TEXT EXCERPT:

========

“I’ve found that there is always some beauty left – in nature, sunshine, freedom, in yourself; these can all help you. Look at these things, then you find yourself again, and God, and then you regain your balance.”
From The Diary of a Young Girl by Anne Frank, (1929 – 1945), born on this day
“In the greatest confusion there is still an open channel to the soul. It may be difficult to find because by midlife it is overgrown, and some of the wildest thickets that surround it grow out of what we describe as education. But the channel is always there, and it is our business to keep it open, to have access to the deepest part of ourselves — to that part of us which is conscious of a higher consciousness, by means of which we make final judgements and put everything together. The independence of this consciousness, which has the strength to be immune to the noise of history and the distractions of our immediate surroundings, is what the life struggle is all about. The soul has to find and hold its ground against hostile forces, sometimes embodied in ideas which frequently deny its very existence, and which indeed often seem to be trying to annul it altogether.”

========

SUPPLIED INFORMATION:
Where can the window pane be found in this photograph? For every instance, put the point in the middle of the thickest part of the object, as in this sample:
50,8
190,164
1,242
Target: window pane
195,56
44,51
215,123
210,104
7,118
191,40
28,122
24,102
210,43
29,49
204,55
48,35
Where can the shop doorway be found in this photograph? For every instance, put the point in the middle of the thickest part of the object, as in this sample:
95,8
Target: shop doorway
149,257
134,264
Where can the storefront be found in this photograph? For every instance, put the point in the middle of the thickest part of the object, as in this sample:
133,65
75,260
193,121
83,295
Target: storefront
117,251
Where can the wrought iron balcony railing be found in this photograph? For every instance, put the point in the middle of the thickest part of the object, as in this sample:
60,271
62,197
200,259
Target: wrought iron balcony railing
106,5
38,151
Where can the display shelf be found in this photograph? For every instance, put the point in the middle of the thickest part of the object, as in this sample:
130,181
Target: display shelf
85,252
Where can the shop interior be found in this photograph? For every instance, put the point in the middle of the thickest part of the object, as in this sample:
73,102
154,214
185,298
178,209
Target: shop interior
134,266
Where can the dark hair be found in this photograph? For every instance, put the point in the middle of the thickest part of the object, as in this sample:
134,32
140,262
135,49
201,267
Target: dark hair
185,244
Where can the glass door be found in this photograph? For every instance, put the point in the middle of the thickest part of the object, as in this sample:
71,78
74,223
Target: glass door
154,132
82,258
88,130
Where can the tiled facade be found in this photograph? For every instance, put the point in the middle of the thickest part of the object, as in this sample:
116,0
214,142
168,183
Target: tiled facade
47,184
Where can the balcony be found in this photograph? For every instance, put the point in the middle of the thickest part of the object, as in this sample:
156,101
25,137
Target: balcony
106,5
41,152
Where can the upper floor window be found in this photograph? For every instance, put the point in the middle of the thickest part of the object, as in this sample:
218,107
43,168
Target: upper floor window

========

YOUR OBJECTIVE: Pick up the passage about beauty and the soul from where it stops, and continue it.

EXERCISE ANSWER:
Saul Bellow (1915 – 2005), writer, born on this day
“Spirituality, in order to develop, needs time for contemplation, just as a young plant needs water. But busyness has become one of the great badges of pride in our consumer culture. ‘Empty’ time must be filled by getting, spending, and connecting. This emphasis on doing, rather than being, has created addictive patterns of behaviour across the population. Mobile phones are a case in point. Surveys should that people become anxious to the point of incapacity if they cannot access their phone. For the sake of our spiritual lives, we must strive to resist these pressures.”
John Naish, Unitarian journalist and author, quoted in Fragments of Holiness for Daily Reflection
“A young boy is given an encyclopedia and starts devouring knowledge of the world. But at a certain point it overwhelms him and he turns to his mother, voicing the fear that everything will already have been discovered by the time he grows up. His mother reassures him: “Don’t you worry! When you grow up there will be plenty left for you to discover.”
The boy was Francis Crick, born this day in 1916. He would go on to discover (with James Watson) deoxyribonucleic acid, the DNA molecules that are the very building blocks of life. In celebration, encourage the love of discovery in young people within your circle – and never forget there is plenty left to discover.”
From Earth Bound: Daily Meditations For All Seasons by Brian Nelson
“The musk is held in its pod, yet oblivious of the source of fragrance, the deer wanders all over the forest in its search. O seeker, the Holy One too dwells within. How unaware we are of Him!”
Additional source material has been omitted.